- [Prompt A]:
According to the essay about essential tremor, how many people in the U.S. does the condition affect?
- [Prompt B]:
Write the next few paragraphs of the essay about essential tremor, continuing from its last sentence.

As I left a meeting of the Durham Appearance Advocacy Group last month, one of the presenters walked out with me. He had noticed a tremor in my hands and wondered if it might be Parkinson’s.
I don’t have Parkinson’s, but he did and I hadn’t noticed. You tend not to notice movement disorders in others when you have one yourself. Mine is called an Essential Tremor.
Since I was the age of my grandsons now, I’ve had a benign, involuntary tremor, which manifested first in the right hand and soon after in the left. It has gradually worsened or amplified over the years.
My daughter has this too, as does one of her cousins. I’m not sure about my grandsons, but about 50% inherit the condition which overall is eight times more common than its much more serious cousin, Parkinson’s.
Still, ET affects an estimated 10 million people in the U.S. or 1 in every 31 Americans. Some, like me, get it in their youth; about 4%-6% get it only as they get much older. Most get it in middle age. It has even been diagnosed in infants.

- [Source information]:
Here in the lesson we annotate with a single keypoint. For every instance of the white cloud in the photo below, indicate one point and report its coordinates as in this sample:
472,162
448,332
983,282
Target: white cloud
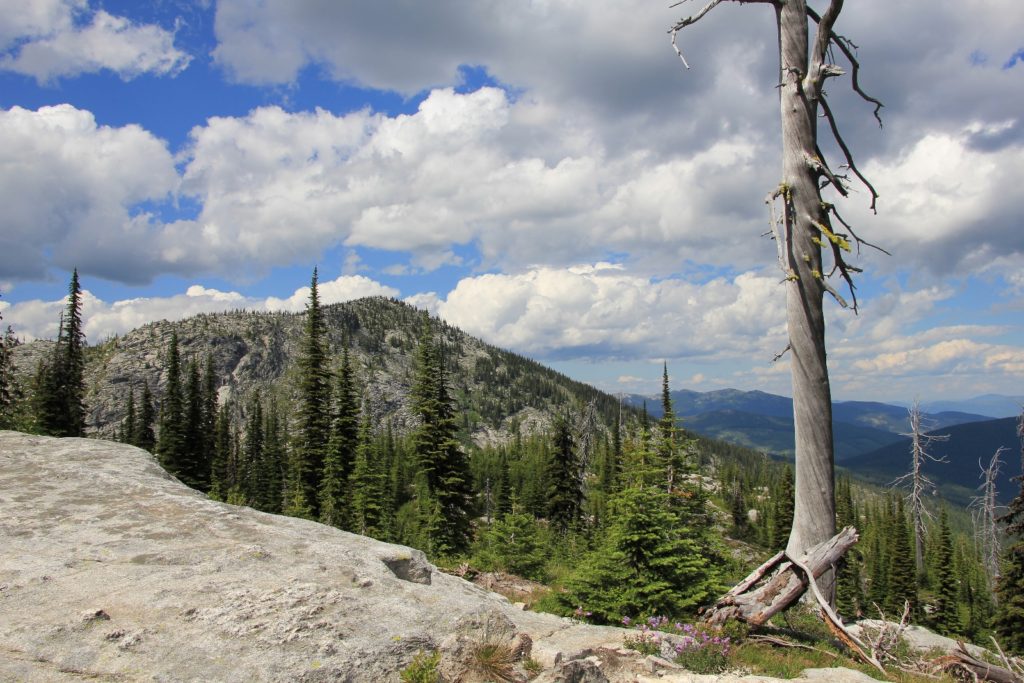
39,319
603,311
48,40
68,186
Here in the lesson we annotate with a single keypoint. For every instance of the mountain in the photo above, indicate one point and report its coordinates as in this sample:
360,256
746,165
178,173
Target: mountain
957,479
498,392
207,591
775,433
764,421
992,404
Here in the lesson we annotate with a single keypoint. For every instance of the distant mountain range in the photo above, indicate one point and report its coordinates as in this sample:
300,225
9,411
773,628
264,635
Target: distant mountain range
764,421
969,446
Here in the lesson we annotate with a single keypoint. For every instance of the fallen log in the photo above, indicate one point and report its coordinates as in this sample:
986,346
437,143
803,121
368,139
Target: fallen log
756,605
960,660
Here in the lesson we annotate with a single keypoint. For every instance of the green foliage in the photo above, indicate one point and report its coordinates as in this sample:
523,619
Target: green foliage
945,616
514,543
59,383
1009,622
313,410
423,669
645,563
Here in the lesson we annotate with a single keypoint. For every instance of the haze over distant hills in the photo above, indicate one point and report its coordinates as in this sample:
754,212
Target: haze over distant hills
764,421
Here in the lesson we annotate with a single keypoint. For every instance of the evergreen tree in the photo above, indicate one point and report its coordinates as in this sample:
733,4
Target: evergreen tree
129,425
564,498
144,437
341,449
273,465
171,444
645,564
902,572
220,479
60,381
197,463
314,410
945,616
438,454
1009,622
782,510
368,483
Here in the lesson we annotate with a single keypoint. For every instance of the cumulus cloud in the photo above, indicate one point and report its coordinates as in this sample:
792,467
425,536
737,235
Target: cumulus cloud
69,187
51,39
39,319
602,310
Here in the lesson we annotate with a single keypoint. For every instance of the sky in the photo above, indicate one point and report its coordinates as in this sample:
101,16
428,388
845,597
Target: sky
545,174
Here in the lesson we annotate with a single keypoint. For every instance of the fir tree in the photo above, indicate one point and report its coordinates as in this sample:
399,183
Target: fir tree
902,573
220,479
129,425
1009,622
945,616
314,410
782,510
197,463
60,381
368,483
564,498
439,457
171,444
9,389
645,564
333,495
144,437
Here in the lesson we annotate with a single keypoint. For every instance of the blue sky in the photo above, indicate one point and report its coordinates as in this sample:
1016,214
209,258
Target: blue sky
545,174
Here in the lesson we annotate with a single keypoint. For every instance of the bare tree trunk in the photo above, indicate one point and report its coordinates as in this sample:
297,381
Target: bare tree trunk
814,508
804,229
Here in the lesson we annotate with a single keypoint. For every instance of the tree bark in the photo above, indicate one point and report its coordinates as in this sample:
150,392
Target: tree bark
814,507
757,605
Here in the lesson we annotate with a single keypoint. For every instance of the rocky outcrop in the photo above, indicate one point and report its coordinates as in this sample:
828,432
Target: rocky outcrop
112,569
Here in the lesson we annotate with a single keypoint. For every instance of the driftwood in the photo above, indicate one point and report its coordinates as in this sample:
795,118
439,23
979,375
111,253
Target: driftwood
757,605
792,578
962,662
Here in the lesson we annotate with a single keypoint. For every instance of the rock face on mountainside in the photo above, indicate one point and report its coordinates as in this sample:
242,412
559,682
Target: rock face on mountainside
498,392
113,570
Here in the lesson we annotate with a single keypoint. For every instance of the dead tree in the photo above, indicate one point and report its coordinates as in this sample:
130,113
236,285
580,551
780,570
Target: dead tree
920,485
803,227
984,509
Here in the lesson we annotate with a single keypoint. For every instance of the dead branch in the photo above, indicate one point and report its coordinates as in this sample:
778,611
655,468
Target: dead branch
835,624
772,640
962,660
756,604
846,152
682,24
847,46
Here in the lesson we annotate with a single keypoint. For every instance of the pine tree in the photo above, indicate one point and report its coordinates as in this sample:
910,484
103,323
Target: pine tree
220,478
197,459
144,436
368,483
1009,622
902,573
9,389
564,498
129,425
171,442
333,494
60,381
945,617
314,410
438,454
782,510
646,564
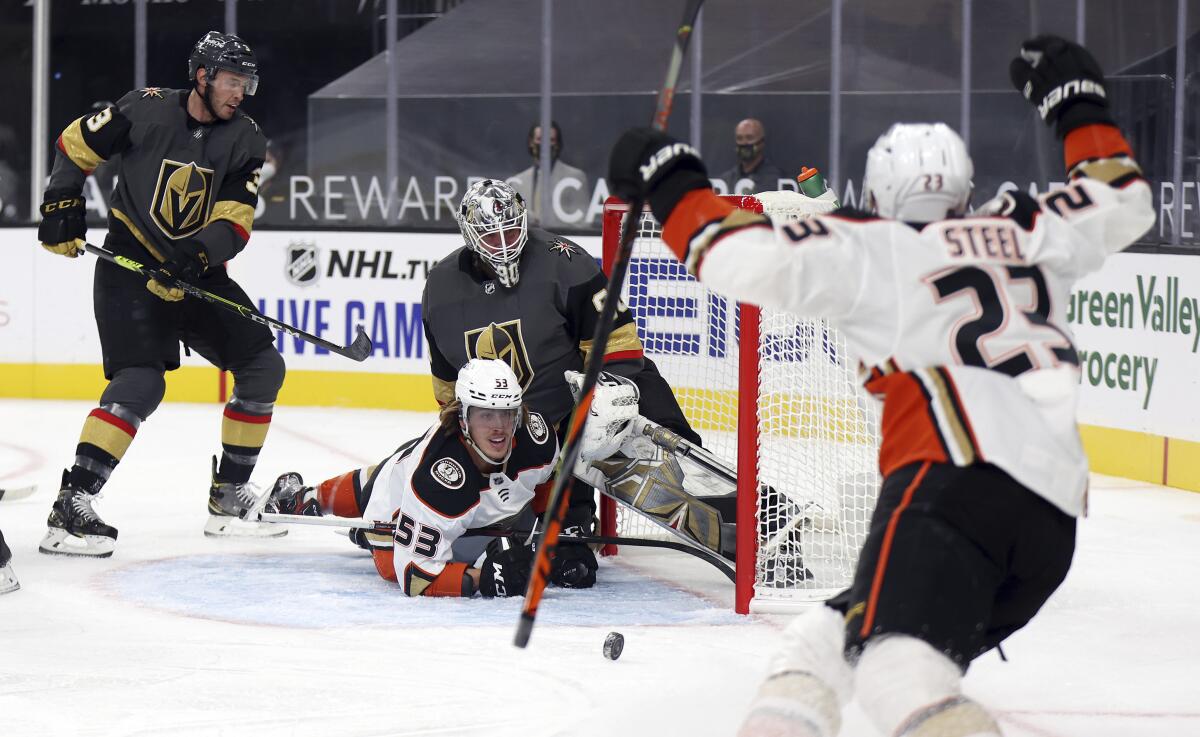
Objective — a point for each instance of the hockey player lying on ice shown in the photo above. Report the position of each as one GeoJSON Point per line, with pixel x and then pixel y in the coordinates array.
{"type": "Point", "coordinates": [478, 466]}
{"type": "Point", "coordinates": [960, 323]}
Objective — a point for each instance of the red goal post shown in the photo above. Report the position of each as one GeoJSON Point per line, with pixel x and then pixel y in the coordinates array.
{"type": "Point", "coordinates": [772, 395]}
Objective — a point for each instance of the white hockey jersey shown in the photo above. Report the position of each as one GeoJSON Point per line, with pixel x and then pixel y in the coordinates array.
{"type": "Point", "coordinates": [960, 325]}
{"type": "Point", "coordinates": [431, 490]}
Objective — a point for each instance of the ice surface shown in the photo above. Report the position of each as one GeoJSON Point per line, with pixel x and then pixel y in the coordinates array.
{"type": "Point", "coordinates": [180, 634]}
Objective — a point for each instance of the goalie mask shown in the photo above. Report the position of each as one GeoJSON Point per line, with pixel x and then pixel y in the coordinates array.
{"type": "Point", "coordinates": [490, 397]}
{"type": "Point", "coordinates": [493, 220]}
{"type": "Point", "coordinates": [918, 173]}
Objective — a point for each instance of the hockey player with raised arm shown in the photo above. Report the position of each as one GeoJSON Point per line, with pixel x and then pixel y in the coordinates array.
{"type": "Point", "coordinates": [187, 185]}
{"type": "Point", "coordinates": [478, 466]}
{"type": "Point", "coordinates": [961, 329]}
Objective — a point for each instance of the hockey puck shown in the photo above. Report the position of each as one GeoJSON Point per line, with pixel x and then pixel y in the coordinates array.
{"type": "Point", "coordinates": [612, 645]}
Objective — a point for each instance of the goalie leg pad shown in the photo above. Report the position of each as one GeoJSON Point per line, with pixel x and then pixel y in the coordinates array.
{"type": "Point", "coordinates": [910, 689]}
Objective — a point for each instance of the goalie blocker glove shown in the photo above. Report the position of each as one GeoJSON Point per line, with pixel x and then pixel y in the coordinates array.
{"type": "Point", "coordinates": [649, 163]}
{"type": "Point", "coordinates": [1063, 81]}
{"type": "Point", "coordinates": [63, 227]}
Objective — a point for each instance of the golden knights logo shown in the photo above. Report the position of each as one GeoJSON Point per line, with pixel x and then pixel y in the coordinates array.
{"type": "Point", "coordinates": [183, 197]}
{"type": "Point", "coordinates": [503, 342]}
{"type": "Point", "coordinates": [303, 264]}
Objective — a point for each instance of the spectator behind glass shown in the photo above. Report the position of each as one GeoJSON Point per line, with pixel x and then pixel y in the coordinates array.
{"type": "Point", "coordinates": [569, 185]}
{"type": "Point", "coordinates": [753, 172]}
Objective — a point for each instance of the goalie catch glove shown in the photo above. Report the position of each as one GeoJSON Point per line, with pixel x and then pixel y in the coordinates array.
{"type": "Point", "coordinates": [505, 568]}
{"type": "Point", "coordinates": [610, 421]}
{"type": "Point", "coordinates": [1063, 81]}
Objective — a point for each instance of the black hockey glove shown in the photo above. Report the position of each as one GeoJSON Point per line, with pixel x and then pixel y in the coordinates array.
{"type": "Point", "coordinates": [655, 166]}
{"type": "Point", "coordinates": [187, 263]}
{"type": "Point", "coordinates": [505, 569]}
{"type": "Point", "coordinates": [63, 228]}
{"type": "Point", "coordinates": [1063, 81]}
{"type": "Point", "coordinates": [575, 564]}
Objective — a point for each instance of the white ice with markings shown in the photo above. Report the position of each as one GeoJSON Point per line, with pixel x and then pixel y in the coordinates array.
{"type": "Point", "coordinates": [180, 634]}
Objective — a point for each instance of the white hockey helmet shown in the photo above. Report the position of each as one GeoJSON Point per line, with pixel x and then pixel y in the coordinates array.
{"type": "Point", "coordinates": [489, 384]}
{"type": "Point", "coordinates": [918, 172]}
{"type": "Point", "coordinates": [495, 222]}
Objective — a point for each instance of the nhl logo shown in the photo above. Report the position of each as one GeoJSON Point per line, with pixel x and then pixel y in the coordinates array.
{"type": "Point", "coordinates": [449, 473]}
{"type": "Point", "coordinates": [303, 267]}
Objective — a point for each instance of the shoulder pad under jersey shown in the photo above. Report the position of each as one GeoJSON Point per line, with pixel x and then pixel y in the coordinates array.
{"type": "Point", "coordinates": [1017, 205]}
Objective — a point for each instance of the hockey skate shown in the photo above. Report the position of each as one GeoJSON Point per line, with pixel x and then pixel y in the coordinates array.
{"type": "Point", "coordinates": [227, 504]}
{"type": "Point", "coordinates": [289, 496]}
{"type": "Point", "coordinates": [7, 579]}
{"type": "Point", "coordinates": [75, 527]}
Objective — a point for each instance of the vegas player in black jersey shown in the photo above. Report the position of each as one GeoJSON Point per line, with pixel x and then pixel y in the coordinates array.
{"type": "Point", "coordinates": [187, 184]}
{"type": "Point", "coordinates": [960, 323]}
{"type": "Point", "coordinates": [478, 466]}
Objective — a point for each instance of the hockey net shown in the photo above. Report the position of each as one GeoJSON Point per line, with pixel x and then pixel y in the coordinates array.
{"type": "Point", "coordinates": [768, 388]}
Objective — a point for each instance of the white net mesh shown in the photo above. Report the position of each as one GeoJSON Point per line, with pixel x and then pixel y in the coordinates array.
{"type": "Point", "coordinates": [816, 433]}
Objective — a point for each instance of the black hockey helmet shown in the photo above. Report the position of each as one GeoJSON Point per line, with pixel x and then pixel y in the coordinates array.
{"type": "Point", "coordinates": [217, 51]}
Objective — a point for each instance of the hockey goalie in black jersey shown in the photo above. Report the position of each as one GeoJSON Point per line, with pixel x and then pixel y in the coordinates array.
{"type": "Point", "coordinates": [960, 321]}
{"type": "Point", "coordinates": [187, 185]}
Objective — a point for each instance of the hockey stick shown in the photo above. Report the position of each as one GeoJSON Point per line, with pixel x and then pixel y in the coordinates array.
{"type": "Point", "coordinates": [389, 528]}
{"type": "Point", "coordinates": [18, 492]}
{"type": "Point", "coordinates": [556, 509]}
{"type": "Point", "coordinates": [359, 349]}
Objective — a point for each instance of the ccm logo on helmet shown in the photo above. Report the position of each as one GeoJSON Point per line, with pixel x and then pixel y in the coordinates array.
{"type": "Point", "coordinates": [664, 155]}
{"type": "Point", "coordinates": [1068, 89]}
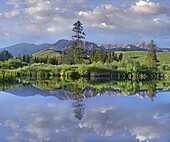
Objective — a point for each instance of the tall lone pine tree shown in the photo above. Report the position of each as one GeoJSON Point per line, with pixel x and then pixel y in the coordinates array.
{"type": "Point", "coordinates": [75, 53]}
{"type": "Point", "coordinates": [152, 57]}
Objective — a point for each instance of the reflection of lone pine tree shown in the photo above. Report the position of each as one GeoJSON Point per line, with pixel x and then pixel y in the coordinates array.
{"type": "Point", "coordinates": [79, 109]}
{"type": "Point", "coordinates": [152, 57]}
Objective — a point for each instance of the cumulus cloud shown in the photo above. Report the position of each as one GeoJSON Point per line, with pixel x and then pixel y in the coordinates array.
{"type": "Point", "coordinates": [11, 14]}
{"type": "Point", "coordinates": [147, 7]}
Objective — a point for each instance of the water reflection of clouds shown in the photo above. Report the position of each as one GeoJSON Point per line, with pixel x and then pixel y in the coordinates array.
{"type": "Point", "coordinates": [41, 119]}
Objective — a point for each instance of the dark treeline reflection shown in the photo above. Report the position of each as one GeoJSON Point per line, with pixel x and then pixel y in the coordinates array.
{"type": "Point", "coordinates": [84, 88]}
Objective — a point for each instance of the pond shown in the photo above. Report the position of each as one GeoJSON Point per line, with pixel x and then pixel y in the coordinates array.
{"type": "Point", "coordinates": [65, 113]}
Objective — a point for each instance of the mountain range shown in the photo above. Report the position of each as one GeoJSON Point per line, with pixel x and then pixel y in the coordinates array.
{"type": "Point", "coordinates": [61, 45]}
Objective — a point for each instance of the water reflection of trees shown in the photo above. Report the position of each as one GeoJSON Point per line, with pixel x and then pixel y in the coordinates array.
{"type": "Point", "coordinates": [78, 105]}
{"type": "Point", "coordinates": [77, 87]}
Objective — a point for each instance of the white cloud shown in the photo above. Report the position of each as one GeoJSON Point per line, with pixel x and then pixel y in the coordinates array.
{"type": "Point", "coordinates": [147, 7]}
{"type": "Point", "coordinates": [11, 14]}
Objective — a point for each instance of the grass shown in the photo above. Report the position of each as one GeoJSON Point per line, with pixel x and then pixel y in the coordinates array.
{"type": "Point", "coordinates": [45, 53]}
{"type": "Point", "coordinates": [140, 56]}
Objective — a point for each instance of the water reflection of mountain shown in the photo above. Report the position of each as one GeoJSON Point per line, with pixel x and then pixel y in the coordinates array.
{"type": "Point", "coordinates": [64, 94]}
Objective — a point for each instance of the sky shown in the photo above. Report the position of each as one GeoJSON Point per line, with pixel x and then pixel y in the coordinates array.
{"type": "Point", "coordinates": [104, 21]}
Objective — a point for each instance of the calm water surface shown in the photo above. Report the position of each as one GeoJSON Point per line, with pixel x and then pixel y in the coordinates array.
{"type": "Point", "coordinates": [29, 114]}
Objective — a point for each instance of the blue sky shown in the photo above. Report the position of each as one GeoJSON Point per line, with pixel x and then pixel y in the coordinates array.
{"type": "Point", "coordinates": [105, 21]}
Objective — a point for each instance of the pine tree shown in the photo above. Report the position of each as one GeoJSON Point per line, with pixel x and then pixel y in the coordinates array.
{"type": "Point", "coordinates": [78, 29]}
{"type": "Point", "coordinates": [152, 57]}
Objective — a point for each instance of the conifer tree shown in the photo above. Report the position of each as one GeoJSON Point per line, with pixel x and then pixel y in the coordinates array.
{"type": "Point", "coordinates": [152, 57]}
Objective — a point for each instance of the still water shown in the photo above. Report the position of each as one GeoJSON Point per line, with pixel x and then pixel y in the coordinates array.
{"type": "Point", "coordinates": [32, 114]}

- [Answer A]:
An estimated 10 million, or 1 in every 31 Americans.

- [Answer B]:
It shows up when I am eating or drinking, pointing or writing, shaving or brushing my teeth, or using a screw driver or doing anything really that requires dexterity. For those of us who manifested ET at a young age, the tremors and other involuntary movements become more exaggerated as we age.
Business receptions became an adventure two or more decades ago when I was in my 40s. I would be standing in a group talking with a beverage in my hand and unpredictably, my hands would suddenly tremor violently or reflex, tossing my drink over on the person next to me or on myself.
The condition is unrelated to nervousness, but it does amplify under emotional stress. The field from which I retired several years ago is incredibly stressful, especially with the intensity with which I practiced it.
The disorder may have played a small role in the 30% savings goal I set in my 30s, calibrated so I might retire whenever the involuntary movements reached a certain level.
Over the years and behind my back, someone who had a problem with me over some issue or another would occasionally make the tremor a source of ridicule.
I walked up behind a nemesis on a controversial issue while he was talking to some officials many years ago only to realize he was mimicking my tremor to them, mistaking it as nervousness and obviously, weakness.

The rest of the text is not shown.